━━━ EXCERTO DO DOCUMENTO ━━━
"Recusar o seu nome é recusar a sua existência”

Há diretores de escolas que recusam a mudança de nome de crianças transgénero, indo contra a lei, denunciam pais cujos filhos se automutilaram ou tentaram suicidar-se.

Em alguns casos, os pais tiveram de recorrer a associações ou fazer queixa a serviços do Ministério da Educação para ver os direitos dos seus filhos garantidos.

Podem não ser muitas as crianças e jovens que sentem que nasceram no corpo errado, mas são vários os casos de estudantes marginalizados e escolas onde a lei não é cumprida por “preconceito” e “falta de empatia”, alerta a Associação de Mães e Pais pela Liberdade de Orientação Sexual e Identidade de Género (AMPLOS).

“Temos boas e más experiências nas escolas”, conta à Lusa António Vale, presidente da AMPLOS, onde chegam pedidos de ajuda de todo o país de alunos trans que continuam a ver negados os seus direitos.

A Lusa falou com quatro famílias e ouviu duas histórias de integração, mas também dois casos de “discriminação e preconceito”, nas zonas de Lisboa e Leiria.

Manuel e Jorge (nomes fictícios) não se conhecem, mas viveram experiências semelhantes na luta contra o seu corpo e há episódios das suas vidas que quase se confundem: são transgénero, foram alvo de ‘bullying’, tiveram pensamentos suicidas e viram negada a mudança de nome na escola.

Manuel tem 14 anos e estuda na zona de Lisboa. Jorge tem 13 e vive em Leiria. Nas duas escolas, o pedido de mudança de nome foi rejeitado pelos diretores, contrariando a legislação portuguesa que garante este direito desde 2018.
━━━
## INSTRUÇÃO
Volta a escrever, sem alterações, o trecho da notícia sobre alunos transgénero nas escolas que vai desde "Podem não ser" até "Lisboa e Leiria.".
━━━ REGISTOS DE DADOS ━━━
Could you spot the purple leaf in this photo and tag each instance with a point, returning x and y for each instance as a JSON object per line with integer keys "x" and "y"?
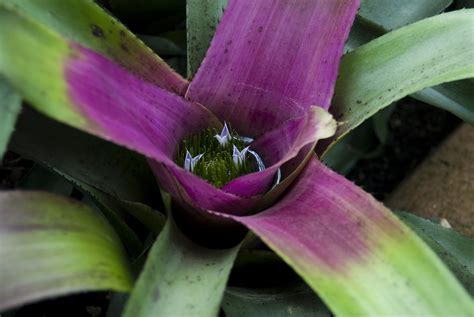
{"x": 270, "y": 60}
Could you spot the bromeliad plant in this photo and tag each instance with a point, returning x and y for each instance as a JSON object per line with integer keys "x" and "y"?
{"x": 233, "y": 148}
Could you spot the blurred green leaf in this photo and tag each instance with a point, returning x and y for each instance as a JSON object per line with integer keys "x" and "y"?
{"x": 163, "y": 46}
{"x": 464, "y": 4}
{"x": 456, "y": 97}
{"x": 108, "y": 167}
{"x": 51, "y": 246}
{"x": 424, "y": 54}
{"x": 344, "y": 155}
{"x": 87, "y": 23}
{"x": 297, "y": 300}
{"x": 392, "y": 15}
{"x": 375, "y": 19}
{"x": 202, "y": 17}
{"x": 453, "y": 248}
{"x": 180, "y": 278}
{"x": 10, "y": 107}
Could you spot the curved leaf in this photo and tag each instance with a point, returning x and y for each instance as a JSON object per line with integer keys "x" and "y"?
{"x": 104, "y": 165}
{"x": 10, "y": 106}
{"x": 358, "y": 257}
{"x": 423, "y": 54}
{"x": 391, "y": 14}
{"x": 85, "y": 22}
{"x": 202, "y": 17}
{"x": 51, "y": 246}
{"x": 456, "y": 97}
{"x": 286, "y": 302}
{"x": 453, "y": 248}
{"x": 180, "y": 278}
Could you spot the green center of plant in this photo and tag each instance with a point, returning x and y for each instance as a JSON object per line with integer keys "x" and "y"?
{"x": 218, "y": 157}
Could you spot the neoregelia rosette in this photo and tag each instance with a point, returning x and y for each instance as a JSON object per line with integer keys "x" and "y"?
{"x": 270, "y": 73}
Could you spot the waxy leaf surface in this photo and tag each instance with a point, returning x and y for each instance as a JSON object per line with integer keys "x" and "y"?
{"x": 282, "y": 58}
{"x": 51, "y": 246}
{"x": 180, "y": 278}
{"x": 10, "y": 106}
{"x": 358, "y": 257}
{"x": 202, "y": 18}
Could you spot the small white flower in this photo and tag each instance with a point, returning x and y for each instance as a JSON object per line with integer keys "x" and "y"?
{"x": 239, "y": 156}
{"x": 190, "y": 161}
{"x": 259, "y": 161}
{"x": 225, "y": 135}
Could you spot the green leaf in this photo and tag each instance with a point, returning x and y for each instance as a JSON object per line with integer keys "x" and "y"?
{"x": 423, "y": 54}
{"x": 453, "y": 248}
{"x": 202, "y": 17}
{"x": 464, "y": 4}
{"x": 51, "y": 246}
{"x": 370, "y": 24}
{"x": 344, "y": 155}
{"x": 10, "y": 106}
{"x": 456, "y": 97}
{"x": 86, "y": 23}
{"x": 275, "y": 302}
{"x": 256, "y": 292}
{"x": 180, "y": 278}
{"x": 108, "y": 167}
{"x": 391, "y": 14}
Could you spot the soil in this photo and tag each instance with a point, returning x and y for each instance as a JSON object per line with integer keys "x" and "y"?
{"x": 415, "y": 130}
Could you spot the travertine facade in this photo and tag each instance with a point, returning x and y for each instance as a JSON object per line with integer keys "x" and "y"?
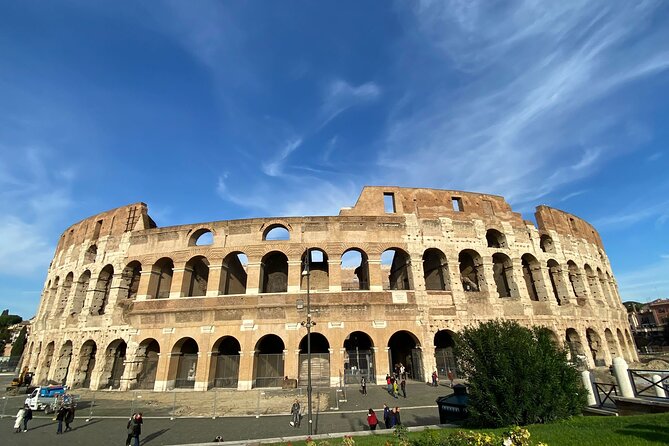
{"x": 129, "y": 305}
━━━
━━━ REGISTOS DE DADOS ━━━
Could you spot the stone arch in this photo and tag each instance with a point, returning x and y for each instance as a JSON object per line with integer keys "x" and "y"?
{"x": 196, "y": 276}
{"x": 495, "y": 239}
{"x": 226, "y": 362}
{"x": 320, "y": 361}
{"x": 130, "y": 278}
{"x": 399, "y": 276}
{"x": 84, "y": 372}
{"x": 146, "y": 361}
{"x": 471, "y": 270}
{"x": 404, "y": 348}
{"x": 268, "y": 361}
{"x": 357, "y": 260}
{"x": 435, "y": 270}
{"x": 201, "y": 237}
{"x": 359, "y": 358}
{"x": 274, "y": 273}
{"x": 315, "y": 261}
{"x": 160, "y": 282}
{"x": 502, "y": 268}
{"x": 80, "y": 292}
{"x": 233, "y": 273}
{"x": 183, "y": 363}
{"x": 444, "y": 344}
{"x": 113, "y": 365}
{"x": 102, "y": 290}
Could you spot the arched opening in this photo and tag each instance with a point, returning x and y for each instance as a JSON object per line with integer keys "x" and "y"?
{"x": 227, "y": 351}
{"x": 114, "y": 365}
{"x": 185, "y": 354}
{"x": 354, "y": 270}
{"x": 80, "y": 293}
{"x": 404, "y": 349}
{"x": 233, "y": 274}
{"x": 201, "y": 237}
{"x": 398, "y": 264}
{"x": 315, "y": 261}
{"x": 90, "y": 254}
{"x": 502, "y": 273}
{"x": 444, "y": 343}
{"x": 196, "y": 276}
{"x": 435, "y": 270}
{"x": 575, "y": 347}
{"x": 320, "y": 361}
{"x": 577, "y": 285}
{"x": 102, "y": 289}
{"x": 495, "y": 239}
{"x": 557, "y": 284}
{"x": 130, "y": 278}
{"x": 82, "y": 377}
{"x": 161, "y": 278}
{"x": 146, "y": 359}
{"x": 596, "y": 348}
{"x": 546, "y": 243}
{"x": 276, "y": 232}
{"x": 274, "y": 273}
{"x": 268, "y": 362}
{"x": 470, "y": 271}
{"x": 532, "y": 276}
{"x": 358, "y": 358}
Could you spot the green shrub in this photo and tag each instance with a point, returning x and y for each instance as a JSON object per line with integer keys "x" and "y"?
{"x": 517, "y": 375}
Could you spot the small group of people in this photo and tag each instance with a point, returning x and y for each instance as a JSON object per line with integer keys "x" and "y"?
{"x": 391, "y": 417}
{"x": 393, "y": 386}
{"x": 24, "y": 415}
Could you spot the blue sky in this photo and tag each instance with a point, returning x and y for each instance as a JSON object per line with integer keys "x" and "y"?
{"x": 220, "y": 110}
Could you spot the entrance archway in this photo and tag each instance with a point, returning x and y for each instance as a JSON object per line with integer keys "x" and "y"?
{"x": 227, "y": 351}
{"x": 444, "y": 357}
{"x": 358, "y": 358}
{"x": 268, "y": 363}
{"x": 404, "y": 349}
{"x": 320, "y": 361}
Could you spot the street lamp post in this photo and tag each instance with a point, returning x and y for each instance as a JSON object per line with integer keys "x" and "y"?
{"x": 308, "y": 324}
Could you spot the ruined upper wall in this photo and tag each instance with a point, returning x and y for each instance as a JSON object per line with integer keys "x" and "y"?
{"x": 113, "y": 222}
━━━
## RESULTADO ABAIXO
Podem não ser muitas as crianças e jovens que sentem que nasceram no corpo errado, mas são vários os casos de estudantes marginalizados e escolas onde a lei não é cumprida por “preconceito” e “falta de empatia”, alerta a Associação de Mães e Pais pela Liberdade de Orientação Sexual e Identidade de Género (AMPLOS).

“Temos boas e más experiências nas escolas”, conta à Lusa António Vale, presidente da AMPLOS, onde chegam pedidos de ajuda de todo o país de alunos trans que continuam a ver negados os seus direitos.

A Lusa falou com quatro famílias e ouviu duas histórias de integração, mas também dois casos de “discriminação e preconceito”, nas zonas de Lisboa e Leiria.